> Passage shown:
One of my favorite moments with my canine friends is when they greet me at the door with their tails wagging as if to welcome me home and tell me that I'm the most important person in their world. We really do like to think of tail wagging as a sign that our canine friends are happy to see us, but in reality, tail wagging is much more than a dog's way of saying hello, it's also a sign of our dog's health and emotional state.
Dogs use their tails to communicate their emotional state of happiness, fear, agitation, aggressiveness, and other emotions. Most often we associate a wagging tail with a happy friendly dog that wants to greet us, but that is not always the case and people often get bitten by tail-wagging dogs because we read the signs incorrectly. For help figuring out what the tail wag means to look for the direction of the wag or at how fast his tail is moving.
Research shows that dogs wag their tails to the right when they are happy and to the left when they are frightened. When a dog's tail is wagging back and forth in a high position the dog is likely happy. When the tail is between the dog's hind legs the dog is feeling frightened or submissive. When wagging the tail low the dog may be feeling insecure. Dogs usually wag their tails for other dogs, humans, and other animals.
Dogs also use their tails for balance while running and walking on narrow paths. Retrievers actually use their tails to steer through the water. And for some puppies chasing their tail provides a way to burn some extra energy.
So you can see that dog tails are meant for more than communicating body language that the dog is happy. The tail is an important part of the dog's anatomy. With it he communicates with his mother and littermates, and with it he communicates his emotional state to other dogs and humans, and he uses it to maintain his balance when running or walking on narrow trails and some dogs use their tail to steer through water.
Signs of a broken tail.
A broken tail can diminish your dog's mood and attitude, not to mention cause your dog severe pain. Your dog may have a broken tail if there is swelling or a bend or kink in the tail, and it will usually hang limp. Also, blood may be present if the tail was injured in some severe way such as getting hit by a car or getting bit by another animal.

(Image-grounded pointing data)
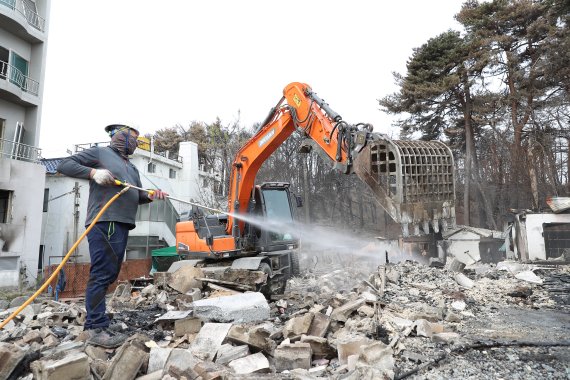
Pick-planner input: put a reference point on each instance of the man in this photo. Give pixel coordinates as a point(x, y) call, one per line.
point(108, 238)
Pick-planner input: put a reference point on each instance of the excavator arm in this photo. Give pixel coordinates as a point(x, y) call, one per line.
point(412, 180)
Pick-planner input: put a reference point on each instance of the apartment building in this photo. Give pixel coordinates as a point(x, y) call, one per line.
point(23, 44)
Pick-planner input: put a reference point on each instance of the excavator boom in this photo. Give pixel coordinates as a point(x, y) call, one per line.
point(412, 180)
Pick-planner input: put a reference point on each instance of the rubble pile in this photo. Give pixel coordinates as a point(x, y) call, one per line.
point(352, 321)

> List of tasks:
1: Could you retype the passage about dog tails from "So you can see" up to and including "steer through water."?
2: Can you extend the passage about dog tails, picking up right after its final sentence?

> Written responses:
1:
So you can see that dog tails are meant for more than communicating body language that the dog is happy. The tail is an important part of the dog's anatomy. With it he communicates with his mother and littermates, and with it he communicates his emotional state to other dogs and humans, and he uses it to maintain his balance when running or walking on narrow trails and some dogs use their tail to steer through water.

2:
An injured tail can be dangerous to the dog as well as painful, and breaks nearer the base of the tail can potentially cause nerve damage to the dog, and in cases of bleeding or punctures infection can set in. A broken tail is not easy to treat at home because if the tail is not reset properly it could result in a permanently kinked tail. If you suspect your dog has a broken tail you should make a trip to the vet, otherwise, you could be subjecting your dog to serious pain and great potential of infection, and a permanently damaged tail for your dog
This is what a broken tail can look like. It just looks curved sometimes not a sharp bend. It gets thicker in that area where the tail was broken. Don't delay and go to the vet. Get an X-ray and get antibiotics started if recommended. Without antibiotics, it can become infected and if delayed could result in having a portion of the tail cut off. My dogs had 3 broken tails over the years and I haven't had one fuse yet and repair itself but I'm told it can. Speer's tail shown here is after antibiotics and is good so far after 2 weeks rest.
There are cases of injured tails that appear broken but are actually a case of the limp tail syndrome often occurring in sporting dogs due to extreme physical activity. The limp tail will be sensitive and have a similar appearance as the broken tail, but the tail will often come back to full use in a few days.